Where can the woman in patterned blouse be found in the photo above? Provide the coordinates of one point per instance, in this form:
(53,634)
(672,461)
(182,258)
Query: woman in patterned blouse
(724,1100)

● ● ● ●

** THE EXERCISE **
Revise the listing above, swapping "patterned blouse" for "striped blouse" everywhere and leaving the rest unchanged.

** TASK OUTPUT **
Where can the woman in striped blouse be found in the photo above? Provide the coordinates of one point per instance, in this form:
(53,634)
(672,461)
(182,258)
Query: woman in striped blouse
(724,1100)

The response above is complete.